▸ WORK ITEM A
Translate this sentence from the earnings highlights into Spanish: "During March, there was a brief service outage that caused users to be involuntarily logged out of Spotify."
▸ WORK ITEM B
Answer these questions using the earnings highlights:
(i) By what percentage did Premium Subscribers grow year over year?
(ii) At what figure did Gross Margin finish?
(iii) Which three countries led the outperformance in Latin America and Rest of World?

------ TEXT PASSAGE ------

First Quarter 2022 Earnings Highlights
- MAUs grew 19% Y/Y to 422 million or 419 million excluding a
one-time benefit of 3 million MAUs
- Premium Subscribers grew 15% Y/Y to 182 million (inclusive of
approximately 1.5 million disconnects from the wind-down of our
Russian operations)
- Premium ARPU grew 6% Y/Y in Q1 and 3% Y/Y on a constant
currency basis
- Gross Margin finished at 25.2%
- Announced agreement with Google for User Choice Billing and a
long-term partnership agreement with FC Barcelona
MONTHLY ACTIVE USERS (“MAUs”)
Total MAUs grew 19% Y/Y to 422 million in the quarter, up from
406 million last quarter and above our guidance by 4 million.
During March, there was a brief service outage that caused users to
be involuntarily logged out of Spotify. As a result, we believe
certain affected users created new accounts to log back in,
resulting in approximately 3 million additional MAUs in the
quarter. Following the one month anniversary of the outage in
April, we saw a reversal of the approximate 3 million MAU benefit.
Excluding this event, we believe MAUs would have reached 419
million in Q1, with growth exceeding our expectations by
approximately 1 million users. The business benefited from
outperformance in Latin America and Rest of World, led by
Indonesia, Brazil, and Mexico. MAU growth was particularly strong
in our Gen Z audience, fueled by successful product feature
launches such as our Lyrics experience, as well as marketing and
content initiatives.

------ EXCERPTED RECORDS ------

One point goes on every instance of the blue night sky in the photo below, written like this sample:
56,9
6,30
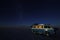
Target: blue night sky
17,12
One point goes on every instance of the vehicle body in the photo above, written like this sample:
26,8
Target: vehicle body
45,29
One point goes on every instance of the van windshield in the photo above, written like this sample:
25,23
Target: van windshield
47,27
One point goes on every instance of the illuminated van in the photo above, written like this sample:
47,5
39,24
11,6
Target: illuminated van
46,29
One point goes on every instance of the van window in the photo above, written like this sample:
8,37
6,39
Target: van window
47,27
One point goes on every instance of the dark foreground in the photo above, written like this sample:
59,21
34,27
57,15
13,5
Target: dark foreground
23,34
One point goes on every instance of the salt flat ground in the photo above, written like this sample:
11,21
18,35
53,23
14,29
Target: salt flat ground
23,33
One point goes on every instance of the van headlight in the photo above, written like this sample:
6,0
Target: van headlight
46,29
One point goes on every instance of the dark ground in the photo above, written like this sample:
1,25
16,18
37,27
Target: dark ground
23,34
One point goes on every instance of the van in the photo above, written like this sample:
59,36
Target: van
45,29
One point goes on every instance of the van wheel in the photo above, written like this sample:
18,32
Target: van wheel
47,33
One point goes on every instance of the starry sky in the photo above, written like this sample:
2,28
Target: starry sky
16,12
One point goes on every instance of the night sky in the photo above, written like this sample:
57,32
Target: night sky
15,12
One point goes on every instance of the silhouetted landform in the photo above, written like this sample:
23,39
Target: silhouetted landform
23,33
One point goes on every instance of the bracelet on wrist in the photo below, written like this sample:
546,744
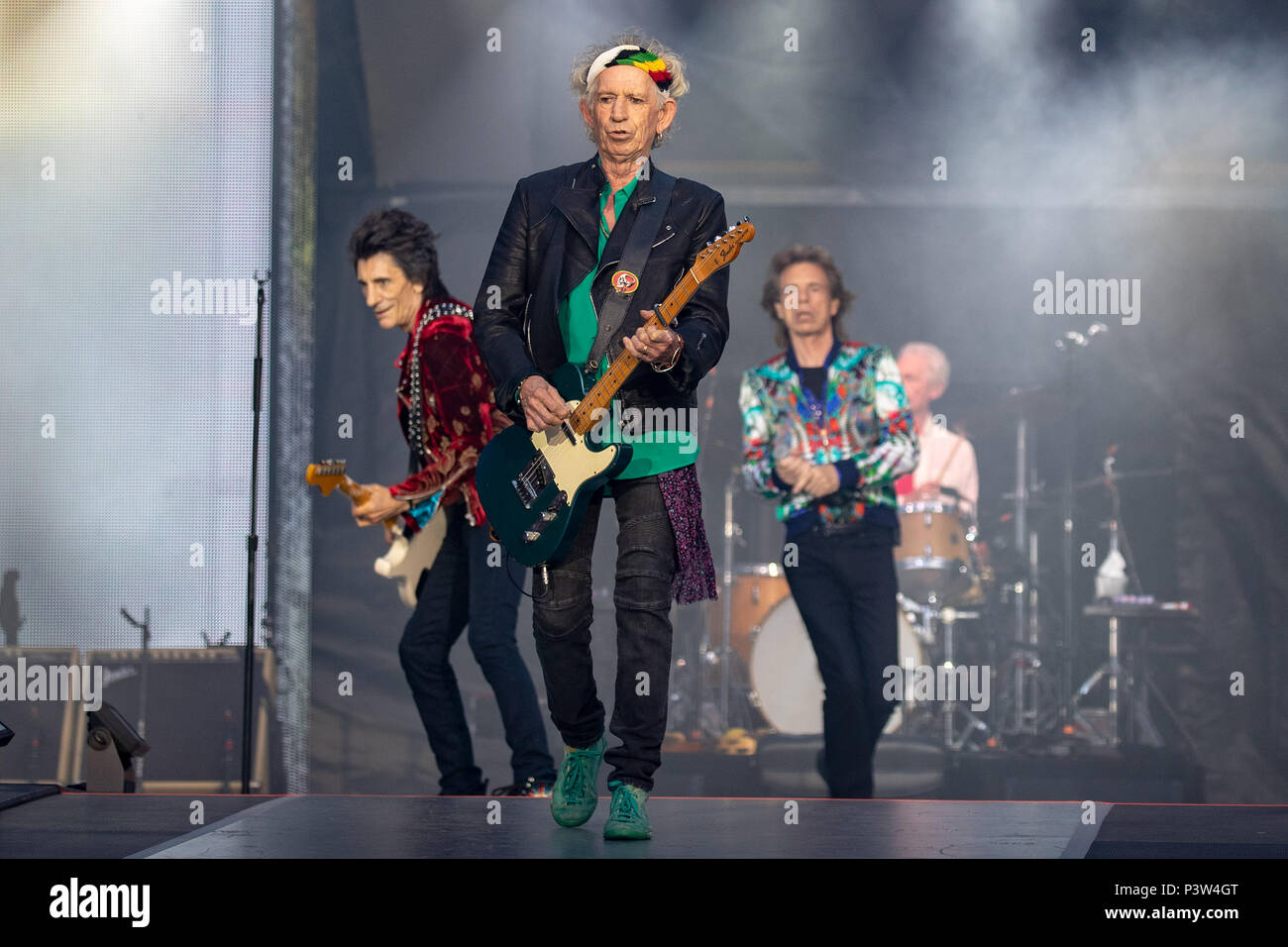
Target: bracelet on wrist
675,359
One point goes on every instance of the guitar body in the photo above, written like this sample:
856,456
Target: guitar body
406,558
535,486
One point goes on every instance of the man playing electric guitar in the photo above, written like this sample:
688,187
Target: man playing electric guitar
447,414
558,268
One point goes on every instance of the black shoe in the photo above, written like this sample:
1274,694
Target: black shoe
532,787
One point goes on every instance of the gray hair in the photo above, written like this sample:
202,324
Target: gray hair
935,360
631,38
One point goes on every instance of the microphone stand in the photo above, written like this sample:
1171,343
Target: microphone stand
1070,343
142,725
253,538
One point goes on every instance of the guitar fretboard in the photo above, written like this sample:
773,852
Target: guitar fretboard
619,368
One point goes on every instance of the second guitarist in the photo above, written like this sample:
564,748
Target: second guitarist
555,265
447,414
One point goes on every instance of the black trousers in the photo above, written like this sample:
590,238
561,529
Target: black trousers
642,595
471,586
845,585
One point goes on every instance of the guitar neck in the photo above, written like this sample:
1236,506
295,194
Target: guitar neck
619,368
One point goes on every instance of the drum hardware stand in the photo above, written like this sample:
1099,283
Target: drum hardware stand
1024,685
948,616
1137,689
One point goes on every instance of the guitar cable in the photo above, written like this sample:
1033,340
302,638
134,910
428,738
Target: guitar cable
537,570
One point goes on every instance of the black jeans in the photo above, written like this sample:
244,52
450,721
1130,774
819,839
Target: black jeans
562,617
845,585
463,589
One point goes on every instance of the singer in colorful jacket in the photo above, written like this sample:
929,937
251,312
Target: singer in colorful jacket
825,432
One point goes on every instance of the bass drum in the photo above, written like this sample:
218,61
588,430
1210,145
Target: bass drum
786,684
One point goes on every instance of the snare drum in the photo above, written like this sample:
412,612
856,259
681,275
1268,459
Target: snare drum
934,554
756,589
787,686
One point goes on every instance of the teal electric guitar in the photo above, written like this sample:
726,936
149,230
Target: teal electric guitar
535,486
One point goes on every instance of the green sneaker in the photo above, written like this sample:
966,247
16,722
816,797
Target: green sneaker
572,800
626,815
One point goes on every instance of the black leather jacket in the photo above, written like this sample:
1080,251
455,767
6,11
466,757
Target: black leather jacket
528,274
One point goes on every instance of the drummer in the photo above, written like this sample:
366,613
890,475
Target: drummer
947,459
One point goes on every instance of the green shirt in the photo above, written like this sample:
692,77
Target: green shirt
653,450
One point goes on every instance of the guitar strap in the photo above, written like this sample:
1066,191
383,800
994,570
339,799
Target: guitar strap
639,244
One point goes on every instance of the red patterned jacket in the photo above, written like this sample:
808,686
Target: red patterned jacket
456,402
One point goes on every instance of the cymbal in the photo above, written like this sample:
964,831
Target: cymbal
1129,475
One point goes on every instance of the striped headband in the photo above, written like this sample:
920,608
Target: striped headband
622,55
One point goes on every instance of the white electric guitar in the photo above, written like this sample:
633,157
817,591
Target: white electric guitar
406,558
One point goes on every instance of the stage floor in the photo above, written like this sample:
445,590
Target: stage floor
146,826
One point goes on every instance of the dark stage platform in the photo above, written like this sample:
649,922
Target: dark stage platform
147,826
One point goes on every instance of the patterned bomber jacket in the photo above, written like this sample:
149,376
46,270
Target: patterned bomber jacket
863,427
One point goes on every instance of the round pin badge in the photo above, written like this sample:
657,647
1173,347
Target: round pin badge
625,281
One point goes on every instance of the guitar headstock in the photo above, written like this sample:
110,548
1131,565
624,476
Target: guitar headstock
724,249
326,475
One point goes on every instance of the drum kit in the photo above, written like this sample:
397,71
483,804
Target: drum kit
755,665
761,660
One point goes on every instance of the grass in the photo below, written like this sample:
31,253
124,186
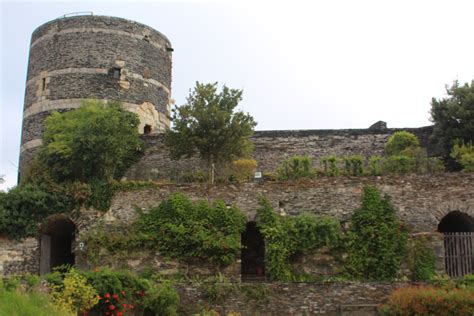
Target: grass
13,303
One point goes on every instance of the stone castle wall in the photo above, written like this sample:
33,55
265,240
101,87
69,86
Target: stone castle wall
272,147
74,58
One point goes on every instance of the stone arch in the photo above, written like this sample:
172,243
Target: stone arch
456,222
458,229
443,209
57,236
252,253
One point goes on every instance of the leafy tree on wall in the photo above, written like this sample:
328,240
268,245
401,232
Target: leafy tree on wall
377,241
453,116
95,141
209,126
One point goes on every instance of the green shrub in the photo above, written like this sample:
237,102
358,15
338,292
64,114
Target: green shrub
285,237
162,299
353,166
375,166
74,295
295,168
377,240
25,206
190,231
421,259
14,303
425,300
330,166
399,142
464,155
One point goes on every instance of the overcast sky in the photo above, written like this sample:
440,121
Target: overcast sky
302,65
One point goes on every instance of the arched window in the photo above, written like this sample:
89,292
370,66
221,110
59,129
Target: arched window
253,253
147,129
57,237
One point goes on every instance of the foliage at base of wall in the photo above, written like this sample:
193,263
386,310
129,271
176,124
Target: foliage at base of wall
376,243
16,301
427,300
179,229
25,206
287,236
118,292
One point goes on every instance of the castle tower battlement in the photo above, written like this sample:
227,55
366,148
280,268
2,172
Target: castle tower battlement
95,57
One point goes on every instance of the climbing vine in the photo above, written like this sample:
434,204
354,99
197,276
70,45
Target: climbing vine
285,237
377,242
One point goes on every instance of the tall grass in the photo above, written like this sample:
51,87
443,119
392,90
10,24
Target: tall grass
13,303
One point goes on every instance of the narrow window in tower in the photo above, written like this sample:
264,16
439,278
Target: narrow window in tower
116,73
147,129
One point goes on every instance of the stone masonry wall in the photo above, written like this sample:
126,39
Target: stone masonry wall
19,257
421,201
292,299
76,58
272,147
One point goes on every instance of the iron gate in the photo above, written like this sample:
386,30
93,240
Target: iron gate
459,253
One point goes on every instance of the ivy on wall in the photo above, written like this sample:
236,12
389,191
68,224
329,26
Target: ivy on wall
377,241
287,236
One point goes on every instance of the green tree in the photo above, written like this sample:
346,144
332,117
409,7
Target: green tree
453,116
377,240
95,141
209,126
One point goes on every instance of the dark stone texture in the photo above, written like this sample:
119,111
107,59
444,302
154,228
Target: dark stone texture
272,147
103,86
99,50
132,48
334,298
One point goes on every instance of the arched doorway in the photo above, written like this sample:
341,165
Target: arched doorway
57,237
252,254
458,230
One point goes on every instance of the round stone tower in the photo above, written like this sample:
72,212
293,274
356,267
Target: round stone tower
95,57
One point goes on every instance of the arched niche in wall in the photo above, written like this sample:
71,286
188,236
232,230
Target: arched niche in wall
56,244
458,230
253,253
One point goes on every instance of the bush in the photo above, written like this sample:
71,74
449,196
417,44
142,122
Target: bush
243,170
25,206
426,300
375,166
295,168
95,141
162,299
285,237
377,240
74,294
190,231
464,155
399,142
38,304
353,166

------

▸ TASK RESULT A
Durante marzo, hubo una breve interrupción del servicio que provocó que los usuarios cerraran sesión involuntariamente en Spotify.

▸ TASK RESULT B
(i) 15%
(ii) 25.2%
(iii) Indonesia, Brazil, and Mexico